- Born: Joseph Calvin Robins May 12, 1949 (age 77) Lebanon, Virginia
- Genres: Alternative; Adult Contemporary; Instrumental; Bluegrass
- Occupation: Musician
- Instrument: Banjo
- Years active: 1969–present
- Label: Rounder

= Butch Robins =

Joseph Calvin "Butch" Robins (born May 12, 1949, in Lebanon, Russell County, Virginia) is an American five-string–banjo player.

==Biography==
Robins was one of the longest-tenured banjoists for Bill Monroe and The Blue Grass Boys, and bassist for the New Grass Revival, earning him the distinction of being "the one and only New Grass/Blue Grass Boy."

===Early years===
As a student of music and the banjo in the 1960s and '70s, Robins acquainted himself with and befriended many of the first generation bluegrass musicians at early festivals and fiddlers' conventions.

As a teenager, he won major banjo contests and participated in banjo workshops at the 1969 Newport Folk Festival and at Carlton Haney's 1969 Camp Springs Bluegrass Festival, in Reidsville, North Carolina.

While serving in the United States Army in South Carolina, Robins was introduced to Snuffy Jenkins & Pappy Sherrill. He later dedicated his first solo album, Forty Years Late, to Snuffy.

[Exercise tasks]
a – Rewrite the paragraph of the Butch Robins biography that begins "As a teenager, he won" as a short bulleted list that keeps its main facts.
b – From the Butch Robins biography, extract the passage that begins at the words "While serving in" and stops after "Late, to Snuffy.".
c – Write what comes next in the Butch Robins biography, picking up after its final sentence.

[Dataset extract]

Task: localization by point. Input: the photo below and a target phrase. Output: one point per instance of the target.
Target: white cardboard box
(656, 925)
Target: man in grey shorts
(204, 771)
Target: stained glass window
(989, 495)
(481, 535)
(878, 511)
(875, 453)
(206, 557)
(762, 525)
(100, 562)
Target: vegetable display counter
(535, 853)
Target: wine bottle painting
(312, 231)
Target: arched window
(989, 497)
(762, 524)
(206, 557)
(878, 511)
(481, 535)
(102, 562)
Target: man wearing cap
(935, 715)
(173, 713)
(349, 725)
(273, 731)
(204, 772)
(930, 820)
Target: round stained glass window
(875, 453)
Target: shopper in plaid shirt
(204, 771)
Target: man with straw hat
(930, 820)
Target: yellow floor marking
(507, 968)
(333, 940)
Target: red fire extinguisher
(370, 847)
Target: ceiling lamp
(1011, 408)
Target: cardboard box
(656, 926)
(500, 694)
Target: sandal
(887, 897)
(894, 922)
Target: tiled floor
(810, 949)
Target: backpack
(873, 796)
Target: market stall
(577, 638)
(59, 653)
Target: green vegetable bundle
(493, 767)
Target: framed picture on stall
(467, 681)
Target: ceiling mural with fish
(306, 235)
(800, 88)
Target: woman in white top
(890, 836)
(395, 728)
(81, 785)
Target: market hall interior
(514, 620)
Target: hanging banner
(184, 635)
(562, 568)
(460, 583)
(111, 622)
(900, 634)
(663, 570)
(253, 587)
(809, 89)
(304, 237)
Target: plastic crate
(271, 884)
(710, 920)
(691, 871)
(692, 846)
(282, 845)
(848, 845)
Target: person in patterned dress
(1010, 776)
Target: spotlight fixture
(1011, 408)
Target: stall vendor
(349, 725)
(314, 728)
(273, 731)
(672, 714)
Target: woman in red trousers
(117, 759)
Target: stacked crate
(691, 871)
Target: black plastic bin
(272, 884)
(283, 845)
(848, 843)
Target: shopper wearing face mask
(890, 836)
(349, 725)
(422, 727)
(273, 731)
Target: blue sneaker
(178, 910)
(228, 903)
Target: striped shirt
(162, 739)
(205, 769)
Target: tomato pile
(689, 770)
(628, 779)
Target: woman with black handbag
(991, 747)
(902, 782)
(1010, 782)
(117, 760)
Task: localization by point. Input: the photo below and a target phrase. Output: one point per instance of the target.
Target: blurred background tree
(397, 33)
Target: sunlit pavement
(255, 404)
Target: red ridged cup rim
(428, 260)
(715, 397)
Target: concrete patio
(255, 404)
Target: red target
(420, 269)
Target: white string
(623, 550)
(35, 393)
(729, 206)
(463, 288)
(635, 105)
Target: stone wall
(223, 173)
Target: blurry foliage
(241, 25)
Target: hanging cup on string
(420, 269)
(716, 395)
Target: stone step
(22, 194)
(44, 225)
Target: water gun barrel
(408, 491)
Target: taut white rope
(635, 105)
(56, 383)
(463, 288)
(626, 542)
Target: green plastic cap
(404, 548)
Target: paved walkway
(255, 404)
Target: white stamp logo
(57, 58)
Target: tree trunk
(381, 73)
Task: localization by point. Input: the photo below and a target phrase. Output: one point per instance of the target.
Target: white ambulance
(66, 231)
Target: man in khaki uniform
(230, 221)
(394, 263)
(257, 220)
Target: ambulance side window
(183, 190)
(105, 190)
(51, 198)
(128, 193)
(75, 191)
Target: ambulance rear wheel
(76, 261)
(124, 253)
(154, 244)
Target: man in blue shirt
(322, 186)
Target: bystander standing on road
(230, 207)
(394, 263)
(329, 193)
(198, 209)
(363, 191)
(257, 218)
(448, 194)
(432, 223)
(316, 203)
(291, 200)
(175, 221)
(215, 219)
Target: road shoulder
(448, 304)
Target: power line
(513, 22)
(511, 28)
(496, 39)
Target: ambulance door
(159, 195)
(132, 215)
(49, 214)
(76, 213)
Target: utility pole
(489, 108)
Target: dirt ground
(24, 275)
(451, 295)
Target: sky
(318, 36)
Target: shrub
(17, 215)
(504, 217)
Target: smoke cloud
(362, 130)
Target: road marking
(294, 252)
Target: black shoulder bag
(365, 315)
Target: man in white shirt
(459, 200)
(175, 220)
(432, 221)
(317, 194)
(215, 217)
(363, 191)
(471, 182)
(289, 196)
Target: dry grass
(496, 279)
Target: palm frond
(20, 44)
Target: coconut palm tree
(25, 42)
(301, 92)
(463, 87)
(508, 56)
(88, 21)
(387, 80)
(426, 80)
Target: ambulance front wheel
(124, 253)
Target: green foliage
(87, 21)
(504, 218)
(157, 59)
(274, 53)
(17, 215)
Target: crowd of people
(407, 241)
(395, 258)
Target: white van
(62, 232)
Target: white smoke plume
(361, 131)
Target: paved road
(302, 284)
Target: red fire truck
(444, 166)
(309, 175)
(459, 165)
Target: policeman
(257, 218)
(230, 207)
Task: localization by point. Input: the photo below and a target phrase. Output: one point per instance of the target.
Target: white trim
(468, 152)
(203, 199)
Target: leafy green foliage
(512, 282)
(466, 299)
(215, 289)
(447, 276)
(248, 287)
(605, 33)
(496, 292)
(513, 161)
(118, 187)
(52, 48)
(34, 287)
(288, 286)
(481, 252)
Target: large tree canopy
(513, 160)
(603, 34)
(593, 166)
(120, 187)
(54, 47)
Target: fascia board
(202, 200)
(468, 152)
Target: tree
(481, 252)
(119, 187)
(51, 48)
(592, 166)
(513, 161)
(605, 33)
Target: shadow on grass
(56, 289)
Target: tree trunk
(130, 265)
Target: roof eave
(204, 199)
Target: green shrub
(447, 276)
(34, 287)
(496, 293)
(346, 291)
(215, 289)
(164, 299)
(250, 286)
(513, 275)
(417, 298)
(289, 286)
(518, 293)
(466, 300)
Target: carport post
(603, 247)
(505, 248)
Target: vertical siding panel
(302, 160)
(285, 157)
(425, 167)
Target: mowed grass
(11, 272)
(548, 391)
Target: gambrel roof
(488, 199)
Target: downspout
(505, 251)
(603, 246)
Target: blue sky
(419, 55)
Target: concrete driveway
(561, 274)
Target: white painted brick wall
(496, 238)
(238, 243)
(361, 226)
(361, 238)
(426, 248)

[Answer list]
a –
- Won major banjo contests as a teenager
- Took part in banjo workshops at the 1969 Newport Folk Festival
- Took part in banjo workshops at Carlton Haney's 1969 Camp Springs Bluegrass Festival in Reidsville, North Carolina

b –
While serving in the United States Army in South Carolina, Robins was introduced to Snuffy Jenkins & Pappy Sherrill. He later dedicated his first solo album, Forty Years Late, to Snuffy.

c –
===1970s group and solo===
In the 1970s, Robins performed in a number of bands, including Charlie Moore, Jim & Jesse, Wilma Lee & Stoney Cooper, and the New Grass Revival. During these years, he explored various banjo techniques, and helped lay the groundwork for the progressive, melodic, five-string banjo playing of today. As a self-produced solo recording artist with interest in and attention to ensemble sound, Robins released three landmark albums with Rounder Records: Forty Years Late, Fragments of My Imagination, and The Fifth Child.

===Bill Monroe and the Blue Grass Boys===
From 1977 until 1981, Robins played banjo for Bill Monroe and his Blue Grass Boys, performing throughout the United States, including the White House and Lincoln Center in New York City.

===The Bluegrass Band===
Robins formed the Bluegrass Band in 1972; it was disbanded one year later. The band started up again in 1989, this time with members Wayne Henderson (guitar), Ronnie Simpkins (bass), Wyatt Rice (guitar), Arnie Solomon (mandolin), Robins (banjo), Rickie Simpkins (violin, mandolin, vocals), and Larry Stephenson (mandolin, vocals).

===Hay Holler Records===
Robins launched the Hay Holler record label, and the Bluegrass Band recorded four albums that were sold via telemarketing: Once Again From the Top volumes 1 and 2 were traditional bluegrass, and Shine Hallelujah Shine volumes 1 and 2 were traditional gospel.

===Grounded-Centered-Focused===
In 1995, Robins produced a masterpiece banjo-oriented bluegrass recording, Grounded-Centered-Focused, featuring a talented supporting cast, including Bill Monroe.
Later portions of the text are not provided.